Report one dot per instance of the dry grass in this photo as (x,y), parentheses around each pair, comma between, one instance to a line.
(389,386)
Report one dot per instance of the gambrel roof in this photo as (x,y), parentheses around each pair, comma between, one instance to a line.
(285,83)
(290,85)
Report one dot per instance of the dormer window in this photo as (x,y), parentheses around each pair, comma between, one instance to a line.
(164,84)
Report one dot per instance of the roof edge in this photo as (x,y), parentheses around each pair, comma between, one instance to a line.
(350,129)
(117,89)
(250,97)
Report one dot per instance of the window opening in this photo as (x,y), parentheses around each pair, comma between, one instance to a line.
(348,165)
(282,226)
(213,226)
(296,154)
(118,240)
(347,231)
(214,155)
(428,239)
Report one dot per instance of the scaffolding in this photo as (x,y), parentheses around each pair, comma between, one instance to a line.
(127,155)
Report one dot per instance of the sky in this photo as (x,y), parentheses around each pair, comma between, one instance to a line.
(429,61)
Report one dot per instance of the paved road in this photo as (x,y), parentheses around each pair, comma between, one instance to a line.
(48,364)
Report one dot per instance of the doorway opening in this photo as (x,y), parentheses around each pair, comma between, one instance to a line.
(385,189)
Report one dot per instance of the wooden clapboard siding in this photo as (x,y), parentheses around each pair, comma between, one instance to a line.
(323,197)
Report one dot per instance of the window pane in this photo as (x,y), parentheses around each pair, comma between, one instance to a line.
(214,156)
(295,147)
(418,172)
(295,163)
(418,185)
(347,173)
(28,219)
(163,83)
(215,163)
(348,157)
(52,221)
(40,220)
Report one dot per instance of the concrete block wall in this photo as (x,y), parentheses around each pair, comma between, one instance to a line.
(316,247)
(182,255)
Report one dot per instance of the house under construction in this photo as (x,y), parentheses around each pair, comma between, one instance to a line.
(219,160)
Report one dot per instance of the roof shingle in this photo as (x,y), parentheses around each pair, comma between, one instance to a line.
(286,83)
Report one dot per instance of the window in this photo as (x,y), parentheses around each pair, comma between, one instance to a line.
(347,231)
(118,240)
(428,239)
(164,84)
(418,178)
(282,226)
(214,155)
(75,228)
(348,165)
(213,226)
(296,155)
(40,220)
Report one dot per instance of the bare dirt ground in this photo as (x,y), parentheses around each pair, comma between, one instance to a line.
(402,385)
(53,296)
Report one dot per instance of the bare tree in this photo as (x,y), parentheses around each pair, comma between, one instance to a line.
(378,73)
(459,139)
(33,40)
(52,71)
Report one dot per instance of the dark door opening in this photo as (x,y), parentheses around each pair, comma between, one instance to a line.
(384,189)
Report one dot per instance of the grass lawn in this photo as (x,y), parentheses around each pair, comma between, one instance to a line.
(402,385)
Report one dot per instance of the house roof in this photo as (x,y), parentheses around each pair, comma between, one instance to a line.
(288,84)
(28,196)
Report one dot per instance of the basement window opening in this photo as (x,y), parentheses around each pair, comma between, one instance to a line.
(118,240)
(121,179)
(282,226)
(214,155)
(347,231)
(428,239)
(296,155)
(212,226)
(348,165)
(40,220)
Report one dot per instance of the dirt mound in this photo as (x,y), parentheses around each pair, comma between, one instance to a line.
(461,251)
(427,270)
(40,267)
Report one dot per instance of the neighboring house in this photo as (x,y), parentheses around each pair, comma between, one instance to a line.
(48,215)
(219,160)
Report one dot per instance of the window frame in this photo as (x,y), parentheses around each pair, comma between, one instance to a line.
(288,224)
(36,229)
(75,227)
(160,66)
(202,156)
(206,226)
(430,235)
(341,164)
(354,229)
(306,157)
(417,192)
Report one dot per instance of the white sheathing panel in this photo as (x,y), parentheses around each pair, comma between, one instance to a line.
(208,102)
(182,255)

****************

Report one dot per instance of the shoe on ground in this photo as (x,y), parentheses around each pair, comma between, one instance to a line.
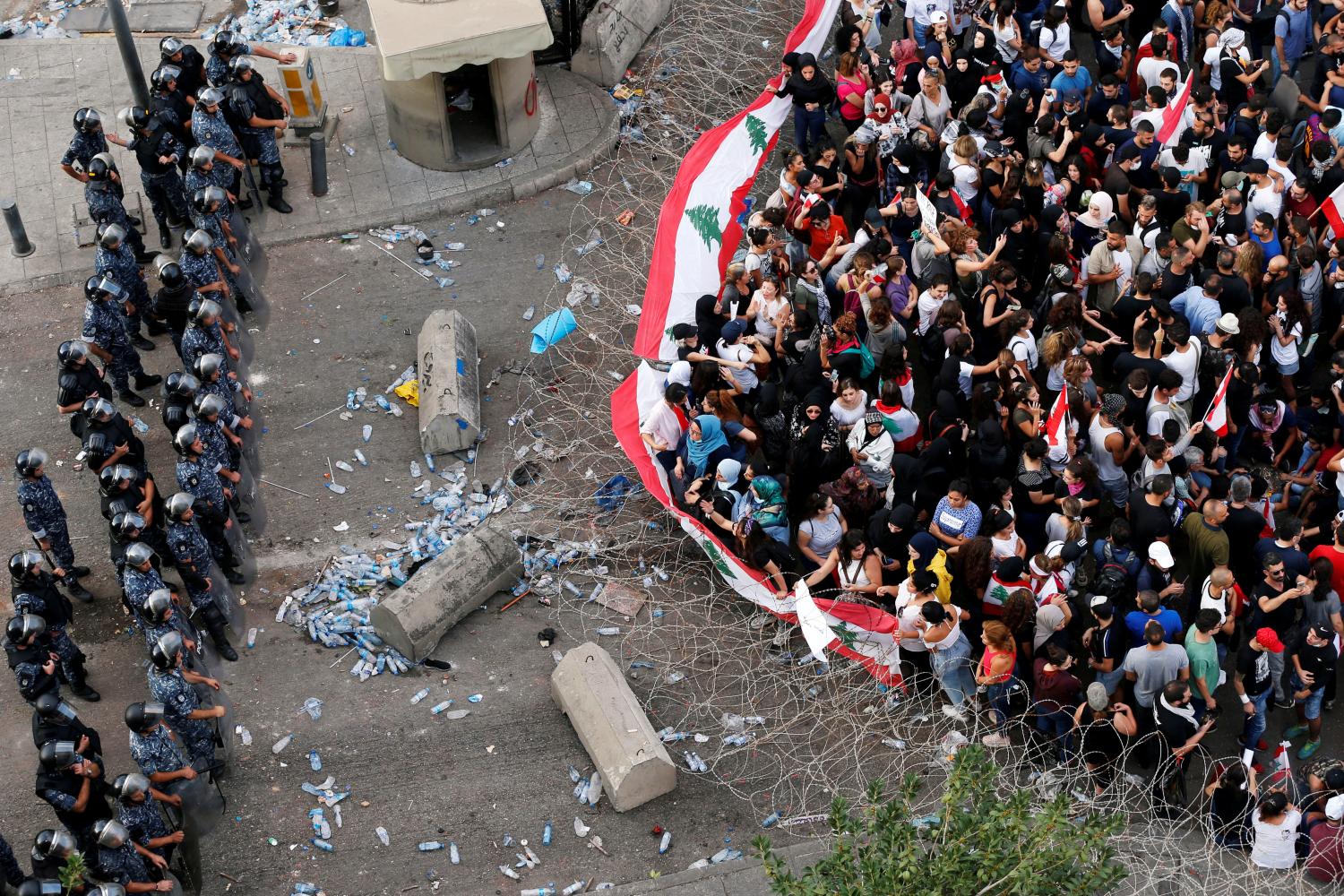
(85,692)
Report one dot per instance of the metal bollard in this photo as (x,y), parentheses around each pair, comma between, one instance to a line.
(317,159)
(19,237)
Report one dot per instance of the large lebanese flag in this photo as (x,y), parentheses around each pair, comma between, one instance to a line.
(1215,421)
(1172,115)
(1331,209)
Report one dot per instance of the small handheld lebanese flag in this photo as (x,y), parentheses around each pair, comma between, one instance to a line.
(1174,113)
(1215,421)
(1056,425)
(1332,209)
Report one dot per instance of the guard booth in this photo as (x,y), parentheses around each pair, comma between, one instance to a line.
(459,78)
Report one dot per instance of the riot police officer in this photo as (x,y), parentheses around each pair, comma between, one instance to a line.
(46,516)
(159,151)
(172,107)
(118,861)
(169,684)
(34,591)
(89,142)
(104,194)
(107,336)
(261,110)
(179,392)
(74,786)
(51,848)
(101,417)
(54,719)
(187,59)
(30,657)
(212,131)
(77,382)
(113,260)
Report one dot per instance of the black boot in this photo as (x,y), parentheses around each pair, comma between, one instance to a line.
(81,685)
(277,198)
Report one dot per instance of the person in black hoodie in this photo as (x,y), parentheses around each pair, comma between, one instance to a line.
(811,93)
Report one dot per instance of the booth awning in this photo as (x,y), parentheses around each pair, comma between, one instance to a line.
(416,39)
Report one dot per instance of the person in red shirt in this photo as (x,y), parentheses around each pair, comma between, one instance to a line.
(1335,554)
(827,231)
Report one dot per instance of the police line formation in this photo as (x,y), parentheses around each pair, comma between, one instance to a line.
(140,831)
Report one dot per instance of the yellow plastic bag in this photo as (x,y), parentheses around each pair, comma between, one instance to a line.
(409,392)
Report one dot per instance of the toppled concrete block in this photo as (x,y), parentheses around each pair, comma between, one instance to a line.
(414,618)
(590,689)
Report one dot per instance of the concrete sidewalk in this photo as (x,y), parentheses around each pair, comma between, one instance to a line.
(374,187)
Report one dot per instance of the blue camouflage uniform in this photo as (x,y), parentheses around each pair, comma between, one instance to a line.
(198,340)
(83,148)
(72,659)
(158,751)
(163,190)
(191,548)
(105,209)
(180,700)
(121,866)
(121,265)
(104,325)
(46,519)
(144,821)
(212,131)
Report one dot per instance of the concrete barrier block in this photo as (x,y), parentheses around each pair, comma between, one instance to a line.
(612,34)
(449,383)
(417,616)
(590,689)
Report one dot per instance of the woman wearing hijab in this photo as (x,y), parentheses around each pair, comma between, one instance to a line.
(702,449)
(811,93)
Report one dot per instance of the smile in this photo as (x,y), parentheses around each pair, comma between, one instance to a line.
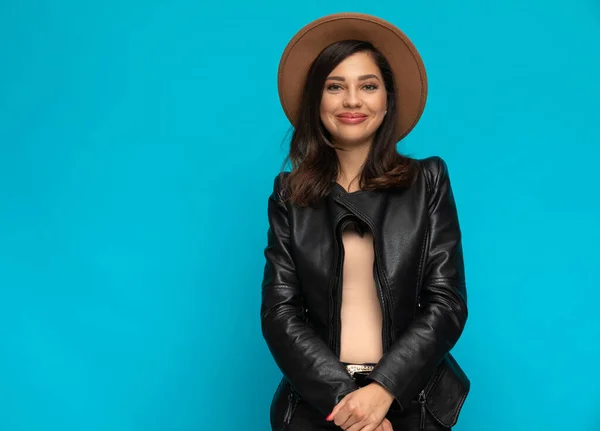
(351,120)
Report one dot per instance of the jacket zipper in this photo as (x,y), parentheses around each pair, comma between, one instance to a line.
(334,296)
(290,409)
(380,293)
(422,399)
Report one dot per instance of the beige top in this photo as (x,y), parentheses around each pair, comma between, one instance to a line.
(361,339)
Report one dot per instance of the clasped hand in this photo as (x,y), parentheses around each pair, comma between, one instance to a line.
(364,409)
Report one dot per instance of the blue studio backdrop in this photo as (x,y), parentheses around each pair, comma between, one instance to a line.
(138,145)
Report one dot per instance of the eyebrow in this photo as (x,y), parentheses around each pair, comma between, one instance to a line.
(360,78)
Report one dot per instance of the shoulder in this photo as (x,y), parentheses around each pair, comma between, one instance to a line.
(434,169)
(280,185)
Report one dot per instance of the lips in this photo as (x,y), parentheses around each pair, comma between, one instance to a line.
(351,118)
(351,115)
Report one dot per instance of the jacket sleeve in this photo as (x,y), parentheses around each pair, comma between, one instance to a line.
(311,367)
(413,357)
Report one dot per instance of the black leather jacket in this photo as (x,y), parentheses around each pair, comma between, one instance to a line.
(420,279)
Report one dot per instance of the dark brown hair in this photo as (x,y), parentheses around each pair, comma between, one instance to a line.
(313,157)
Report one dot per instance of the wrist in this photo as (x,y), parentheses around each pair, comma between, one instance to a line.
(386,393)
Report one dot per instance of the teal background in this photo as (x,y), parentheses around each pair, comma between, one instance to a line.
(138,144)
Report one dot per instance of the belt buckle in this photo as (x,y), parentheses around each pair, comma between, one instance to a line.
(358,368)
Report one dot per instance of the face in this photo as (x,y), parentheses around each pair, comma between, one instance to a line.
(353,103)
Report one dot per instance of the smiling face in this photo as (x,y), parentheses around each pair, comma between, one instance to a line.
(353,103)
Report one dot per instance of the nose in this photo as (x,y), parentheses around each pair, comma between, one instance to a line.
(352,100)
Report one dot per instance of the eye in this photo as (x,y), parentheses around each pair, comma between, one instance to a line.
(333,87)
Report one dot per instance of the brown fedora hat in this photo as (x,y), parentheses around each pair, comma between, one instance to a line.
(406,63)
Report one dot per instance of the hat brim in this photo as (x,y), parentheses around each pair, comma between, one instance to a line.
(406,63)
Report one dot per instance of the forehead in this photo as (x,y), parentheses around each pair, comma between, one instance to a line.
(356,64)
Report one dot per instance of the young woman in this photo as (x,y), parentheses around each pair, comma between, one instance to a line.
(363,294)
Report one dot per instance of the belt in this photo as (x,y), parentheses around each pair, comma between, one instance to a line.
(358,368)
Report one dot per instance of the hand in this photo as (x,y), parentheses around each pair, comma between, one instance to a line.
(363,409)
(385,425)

****************

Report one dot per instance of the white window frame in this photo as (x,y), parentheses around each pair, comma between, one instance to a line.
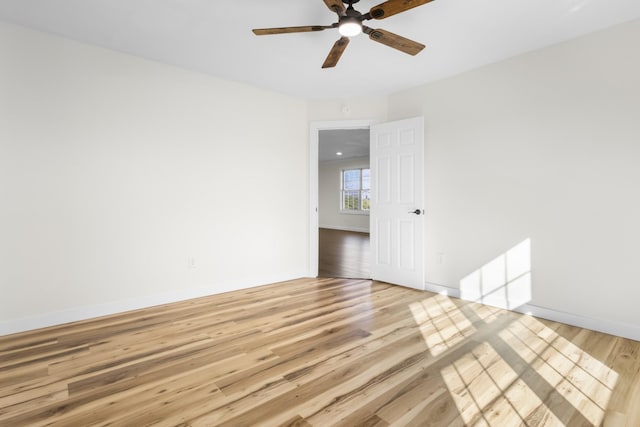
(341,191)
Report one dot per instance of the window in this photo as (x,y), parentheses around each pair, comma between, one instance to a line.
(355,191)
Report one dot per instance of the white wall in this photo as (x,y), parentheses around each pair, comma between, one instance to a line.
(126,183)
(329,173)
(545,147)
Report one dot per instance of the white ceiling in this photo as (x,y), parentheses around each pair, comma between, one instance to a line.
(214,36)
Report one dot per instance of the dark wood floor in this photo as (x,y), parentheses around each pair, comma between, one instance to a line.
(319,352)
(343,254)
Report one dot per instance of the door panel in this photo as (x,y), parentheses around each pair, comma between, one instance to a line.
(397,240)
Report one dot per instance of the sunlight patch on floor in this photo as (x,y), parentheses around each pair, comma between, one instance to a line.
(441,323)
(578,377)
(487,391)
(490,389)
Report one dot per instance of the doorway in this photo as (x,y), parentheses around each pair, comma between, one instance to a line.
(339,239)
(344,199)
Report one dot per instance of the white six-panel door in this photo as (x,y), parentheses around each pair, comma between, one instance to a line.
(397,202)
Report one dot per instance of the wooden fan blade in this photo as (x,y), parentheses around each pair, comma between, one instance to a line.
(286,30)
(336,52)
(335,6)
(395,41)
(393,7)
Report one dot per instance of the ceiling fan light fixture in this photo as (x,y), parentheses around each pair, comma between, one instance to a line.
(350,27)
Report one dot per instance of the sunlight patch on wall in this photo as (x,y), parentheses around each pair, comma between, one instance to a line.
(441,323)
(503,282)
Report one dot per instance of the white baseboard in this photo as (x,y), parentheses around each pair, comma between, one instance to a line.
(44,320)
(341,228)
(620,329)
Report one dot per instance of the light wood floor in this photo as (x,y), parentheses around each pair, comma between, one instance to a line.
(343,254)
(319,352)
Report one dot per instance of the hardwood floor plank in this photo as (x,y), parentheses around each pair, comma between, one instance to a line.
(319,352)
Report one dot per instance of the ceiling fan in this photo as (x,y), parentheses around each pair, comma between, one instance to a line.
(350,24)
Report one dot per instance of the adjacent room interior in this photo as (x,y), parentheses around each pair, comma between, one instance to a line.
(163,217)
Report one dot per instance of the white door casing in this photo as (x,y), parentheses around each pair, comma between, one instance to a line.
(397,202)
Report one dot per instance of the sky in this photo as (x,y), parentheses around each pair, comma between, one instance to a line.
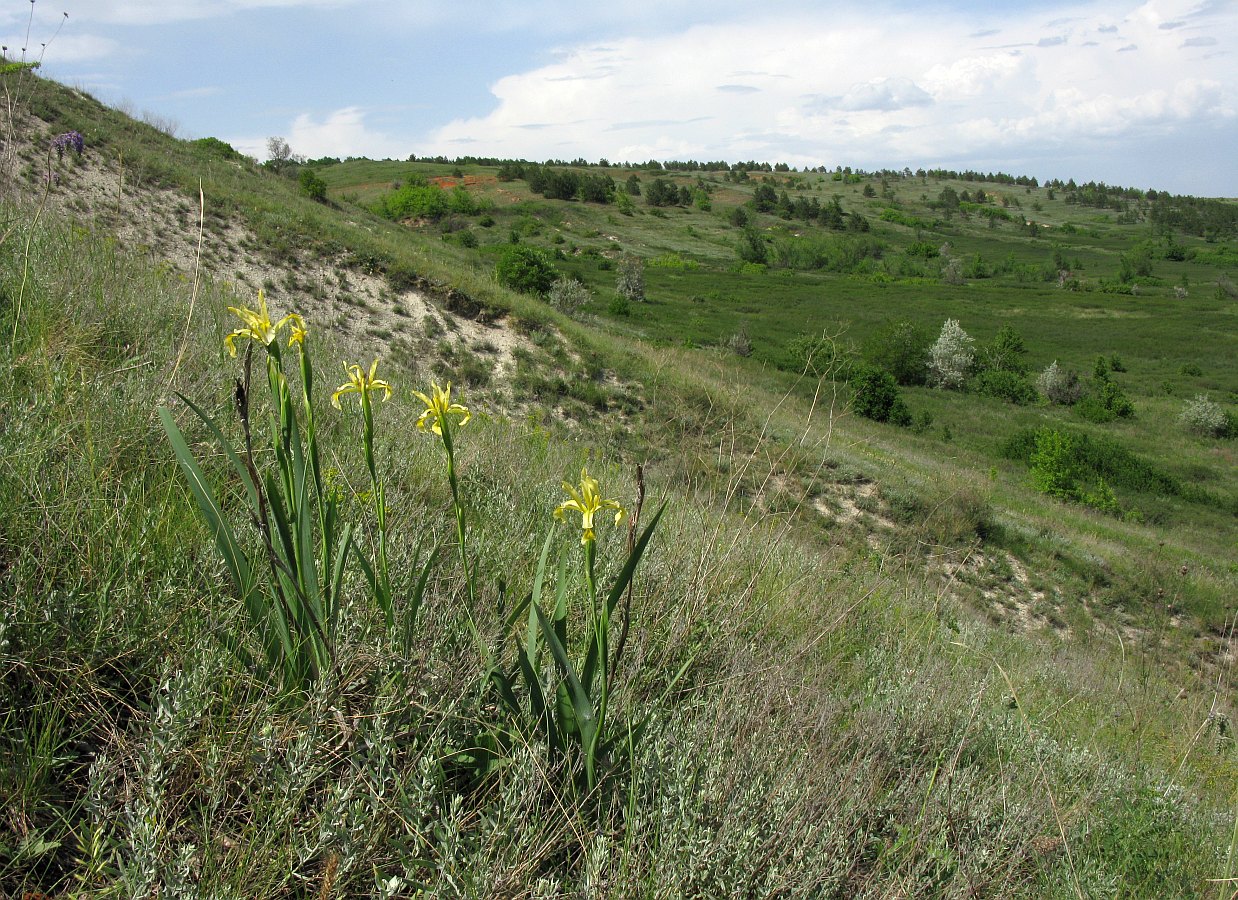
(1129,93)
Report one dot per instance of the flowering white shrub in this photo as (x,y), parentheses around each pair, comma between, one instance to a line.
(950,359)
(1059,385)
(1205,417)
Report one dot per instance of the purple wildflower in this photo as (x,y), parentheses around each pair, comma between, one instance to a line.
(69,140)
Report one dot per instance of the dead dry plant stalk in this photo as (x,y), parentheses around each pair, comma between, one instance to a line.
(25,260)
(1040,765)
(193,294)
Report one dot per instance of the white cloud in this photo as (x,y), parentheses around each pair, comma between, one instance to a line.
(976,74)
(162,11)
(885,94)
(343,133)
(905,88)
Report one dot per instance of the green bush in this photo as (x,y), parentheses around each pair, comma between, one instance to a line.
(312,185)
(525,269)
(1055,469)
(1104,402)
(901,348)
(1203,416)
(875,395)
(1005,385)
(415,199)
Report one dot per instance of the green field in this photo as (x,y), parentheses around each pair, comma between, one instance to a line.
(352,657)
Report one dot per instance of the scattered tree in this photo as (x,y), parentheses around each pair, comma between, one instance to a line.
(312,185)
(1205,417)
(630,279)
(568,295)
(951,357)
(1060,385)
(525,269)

****************

Short exercise | Please count the lines in the data above that contain the string "woman", treating uppercase and lowercase as different, and reply with only that number.

The result | 2